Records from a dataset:
.....

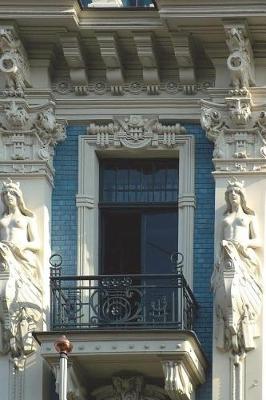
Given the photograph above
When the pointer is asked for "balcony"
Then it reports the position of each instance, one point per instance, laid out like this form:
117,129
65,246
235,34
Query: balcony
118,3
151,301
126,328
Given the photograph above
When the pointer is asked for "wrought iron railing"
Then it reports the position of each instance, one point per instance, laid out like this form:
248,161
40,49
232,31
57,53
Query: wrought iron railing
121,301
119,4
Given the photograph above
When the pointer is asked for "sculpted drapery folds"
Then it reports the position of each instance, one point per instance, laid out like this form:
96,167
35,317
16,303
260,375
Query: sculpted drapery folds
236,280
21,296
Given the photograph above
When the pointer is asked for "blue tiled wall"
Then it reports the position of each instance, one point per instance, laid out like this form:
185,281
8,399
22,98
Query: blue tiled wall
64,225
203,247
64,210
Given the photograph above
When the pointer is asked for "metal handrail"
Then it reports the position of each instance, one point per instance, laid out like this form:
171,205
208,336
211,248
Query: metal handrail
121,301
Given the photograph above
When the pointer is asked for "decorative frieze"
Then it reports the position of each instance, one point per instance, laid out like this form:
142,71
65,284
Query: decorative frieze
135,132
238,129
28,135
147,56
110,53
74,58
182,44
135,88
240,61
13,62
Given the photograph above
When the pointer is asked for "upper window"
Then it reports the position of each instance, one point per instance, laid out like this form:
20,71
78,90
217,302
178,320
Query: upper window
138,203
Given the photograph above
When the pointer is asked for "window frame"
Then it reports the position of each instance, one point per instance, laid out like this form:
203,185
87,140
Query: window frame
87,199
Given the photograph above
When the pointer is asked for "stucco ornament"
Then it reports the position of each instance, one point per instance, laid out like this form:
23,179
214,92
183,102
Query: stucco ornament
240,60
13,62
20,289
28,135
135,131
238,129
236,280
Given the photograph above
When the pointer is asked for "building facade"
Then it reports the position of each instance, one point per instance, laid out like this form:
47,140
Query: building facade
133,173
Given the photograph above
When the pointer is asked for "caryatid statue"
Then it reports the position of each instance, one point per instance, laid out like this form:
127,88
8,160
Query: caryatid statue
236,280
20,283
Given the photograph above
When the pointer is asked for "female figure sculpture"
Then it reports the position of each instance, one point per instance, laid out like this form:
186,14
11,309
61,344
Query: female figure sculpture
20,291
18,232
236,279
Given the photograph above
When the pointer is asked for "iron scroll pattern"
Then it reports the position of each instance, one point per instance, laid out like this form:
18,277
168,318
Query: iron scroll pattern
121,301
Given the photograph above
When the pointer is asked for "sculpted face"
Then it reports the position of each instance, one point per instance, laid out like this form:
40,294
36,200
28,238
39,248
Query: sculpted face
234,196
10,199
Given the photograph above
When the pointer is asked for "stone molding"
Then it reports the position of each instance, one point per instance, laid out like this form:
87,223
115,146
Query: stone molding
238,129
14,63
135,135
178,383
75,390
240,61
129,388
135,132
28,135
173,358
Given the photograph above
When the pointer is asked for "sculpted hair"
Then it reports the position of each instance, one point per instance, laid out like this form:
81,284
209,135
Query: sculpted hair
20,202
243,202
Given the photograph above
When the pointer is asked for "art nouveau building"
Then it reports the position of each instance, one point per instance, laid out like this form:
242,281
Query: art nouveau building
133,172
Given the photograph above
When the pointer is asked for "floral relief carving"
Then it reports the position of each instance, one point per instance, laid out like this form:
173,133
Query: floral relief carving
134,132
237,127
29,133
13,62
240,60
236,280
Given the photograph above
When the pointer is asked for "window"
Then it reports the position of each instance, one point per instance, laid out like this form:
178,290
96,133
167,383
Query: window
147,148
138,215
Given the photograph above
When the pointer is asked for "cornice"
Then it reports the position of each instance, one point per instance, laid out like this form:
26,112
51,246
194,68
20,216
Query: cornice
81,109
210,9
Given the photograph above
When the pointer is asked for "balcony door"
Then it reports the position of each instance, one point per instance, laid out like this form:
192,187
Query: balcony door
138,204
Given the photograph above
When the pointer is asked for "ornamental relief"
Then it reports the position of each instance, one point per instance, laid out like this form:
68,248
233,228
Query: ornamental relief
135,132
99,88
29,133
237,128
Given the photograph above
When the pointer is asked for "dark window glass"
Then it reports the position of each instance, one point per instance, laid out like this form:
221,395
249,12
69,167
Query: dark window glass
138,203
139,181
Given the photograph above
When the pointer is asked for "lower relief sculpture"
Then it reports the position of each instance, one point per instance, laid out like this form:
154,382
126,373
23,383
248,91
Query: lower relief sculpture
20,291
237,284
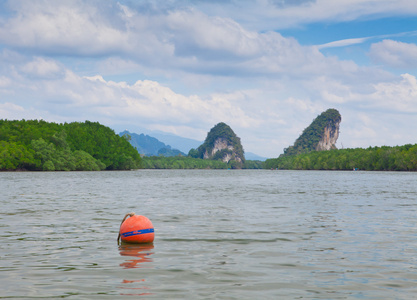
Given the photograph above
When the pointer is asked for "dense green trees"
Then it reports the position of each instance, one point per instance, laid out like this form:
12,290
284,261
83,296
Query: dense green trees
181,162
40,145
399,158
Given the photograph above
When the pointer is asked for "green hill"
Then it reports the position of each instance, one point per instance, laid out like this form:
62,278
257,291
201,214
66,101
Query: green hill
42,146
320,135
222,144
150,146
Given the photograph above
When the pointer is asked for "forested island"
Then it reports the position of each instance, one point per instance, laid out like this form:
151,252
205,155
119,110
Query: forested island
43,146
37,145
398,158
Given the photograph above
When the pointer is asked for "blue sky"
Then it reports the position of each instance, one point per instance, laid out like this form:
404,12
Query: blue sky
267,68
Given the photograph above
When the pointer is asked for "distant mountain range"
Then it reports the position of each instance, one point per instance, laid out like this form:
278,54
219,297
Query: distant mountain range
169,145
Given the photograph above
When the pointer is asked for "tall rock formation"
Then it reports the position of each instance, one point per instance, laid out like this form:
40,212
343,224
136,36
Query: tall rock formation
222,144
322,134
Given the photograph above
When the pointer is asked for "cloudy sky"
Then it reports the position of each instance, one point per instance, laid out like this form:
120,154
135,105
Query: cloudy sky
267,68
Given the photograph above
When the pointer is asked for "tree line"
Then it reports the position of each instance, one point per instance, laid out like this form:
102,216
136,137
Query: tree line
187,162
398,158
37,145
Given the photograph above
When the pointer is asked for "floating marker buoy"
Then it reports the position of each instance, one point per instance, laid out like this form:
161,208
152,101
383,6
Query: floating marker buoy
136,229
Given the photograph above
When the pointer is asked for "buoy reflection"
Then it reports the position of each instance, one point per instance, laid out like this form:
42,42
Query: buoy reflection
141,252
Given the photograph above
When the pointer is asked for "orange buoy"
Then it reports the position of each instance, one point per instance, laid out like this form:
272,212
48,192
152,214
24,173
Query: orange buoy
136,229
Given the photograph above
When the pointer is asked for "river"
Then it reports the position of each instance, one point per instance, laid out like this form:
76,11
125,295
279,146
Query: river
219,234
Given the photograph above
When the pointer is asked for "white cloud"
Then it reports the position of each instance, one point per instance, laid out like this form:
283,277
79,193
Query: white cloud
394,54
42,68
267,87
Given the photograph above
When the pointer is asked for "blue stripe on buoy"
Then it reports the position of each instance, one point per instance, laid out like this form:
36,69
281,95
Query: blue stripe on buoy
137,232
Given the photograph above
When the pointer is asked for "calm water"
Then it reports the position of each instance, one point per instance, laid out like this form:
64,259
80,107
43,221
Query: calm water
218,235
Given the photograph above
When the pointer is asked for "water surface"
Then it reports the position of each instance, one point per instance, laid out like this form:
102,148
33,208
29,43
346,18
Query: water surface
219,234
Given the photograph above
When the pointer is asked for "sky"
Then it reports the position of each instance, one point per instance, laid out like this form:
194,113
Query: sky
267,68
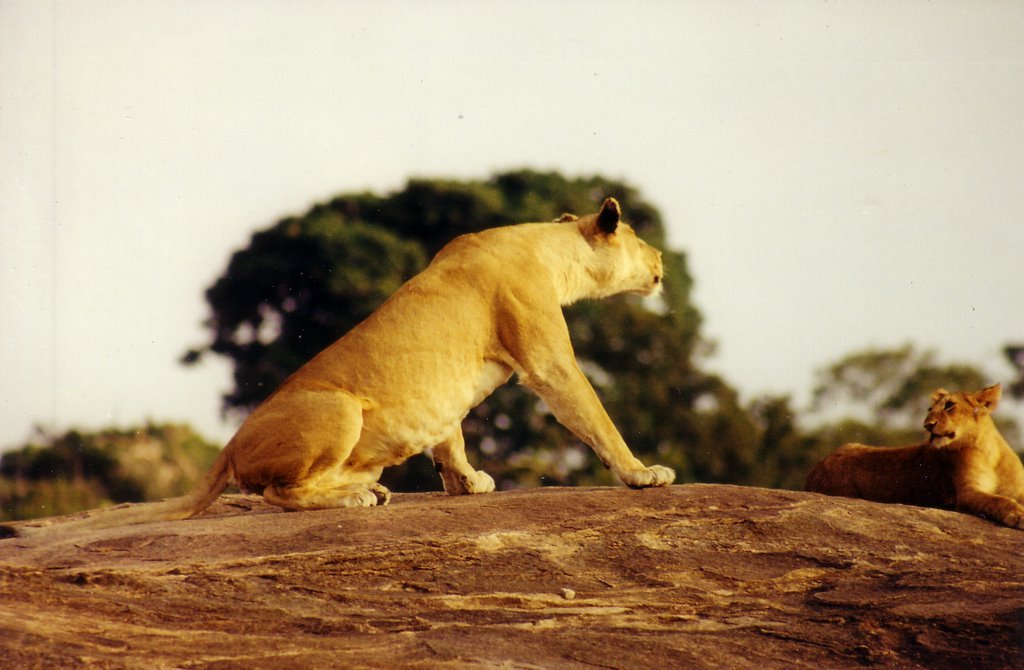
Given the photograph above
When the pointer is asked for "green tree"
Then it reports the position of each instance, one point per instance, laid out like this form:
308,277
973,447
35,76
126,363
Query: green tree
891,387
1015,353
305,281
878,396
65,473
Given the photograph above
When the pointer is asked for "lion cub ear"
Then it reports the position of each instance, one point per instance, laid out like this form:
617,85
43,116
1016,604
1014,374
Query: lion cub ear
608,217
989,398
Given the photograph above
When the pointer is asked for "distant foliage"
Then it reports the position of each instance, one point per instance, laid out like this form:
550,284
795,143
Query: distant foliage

.....

● WORK TO BE COMPLETED
Show a copy of each line from the records above in which the string "foliage" occurs.

● ANSWER
When the pointer is asked for "distant foliage"
Query: distant foliage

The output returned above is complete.